• _WHAT YOU NEED TO DO_: Reproduce everything from the line containing "with beard in the image above." down to the end of the items, changing "Annotation task" to "Labeling task" and leaving all else as is.

Dataset entries:

+===+

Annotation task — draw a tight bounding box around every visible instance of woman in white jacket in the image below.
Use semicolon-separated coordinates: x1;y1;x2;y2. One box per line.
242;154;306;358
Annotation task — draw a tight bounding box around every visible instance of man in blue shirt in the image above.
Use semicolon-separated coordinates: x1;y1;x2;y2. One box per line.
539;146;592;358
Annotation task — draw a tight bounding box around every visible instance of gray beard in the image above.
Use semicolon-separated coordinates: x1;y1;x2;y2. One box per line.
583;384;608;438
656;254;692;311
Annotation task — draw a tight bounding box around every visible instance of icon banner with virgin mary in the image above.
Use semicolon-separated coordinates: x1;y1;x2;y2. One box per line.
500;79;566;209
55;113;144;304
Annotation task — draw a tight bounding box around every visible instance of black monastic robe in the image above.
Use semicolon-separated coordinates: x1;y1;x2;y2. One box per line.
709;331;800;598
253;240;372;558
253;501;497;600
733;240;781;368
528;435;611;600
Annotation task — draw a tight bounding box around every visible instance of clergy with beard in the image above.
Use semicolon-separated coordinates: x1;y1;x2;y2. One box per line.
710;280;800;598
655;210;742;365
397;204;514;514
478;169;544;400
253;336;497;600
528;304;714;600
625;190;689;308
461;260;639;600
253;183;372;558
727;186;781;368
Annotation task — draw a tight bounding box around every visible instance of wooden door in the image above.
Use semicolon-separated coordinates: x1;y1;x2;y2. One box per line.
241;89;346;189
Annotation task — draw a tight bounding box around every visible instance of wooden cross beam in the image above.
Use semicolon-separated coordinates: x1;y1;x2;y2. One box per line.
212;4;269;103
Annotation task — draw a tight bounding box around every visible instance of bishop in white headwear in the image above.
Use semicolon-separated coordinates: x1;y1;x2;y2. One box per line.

+===+

• _EXPECTED OUTPUT_:
Labeling task — draw a tight bounding box around every visible instance of clergy with beard in the image above.
Use semicolon-separated coordinates: x1;y1;x2;y2. One box per line.
710;280;800;598
655;210;742;365
397;204;514;514
478;169;544;400
253;336;497;600
528;304;714;600
625;190;689;308
461;260;639;600
253;183;372;558
727;186;781;368
Labeling task — draw a tight bounding box around every visible instance of wooden door in the image above.
Use semicolon-separated coordinates: x1;y1;x2;y2. One box per line.
241;89;346;189
Labeling task — draw a tight bounding box around every visible instance of wooden cross beam in the image above.
Use semicolon-separated coordinates: x1;y1;x2;y2. One box per line.
212;4;269;103
Labeling task — draw a tight bounding box around every visible instance of bishop in white headwear in the image above.
Use semicolon-separated coordinates: x1;y1;x2;y2. One box per line.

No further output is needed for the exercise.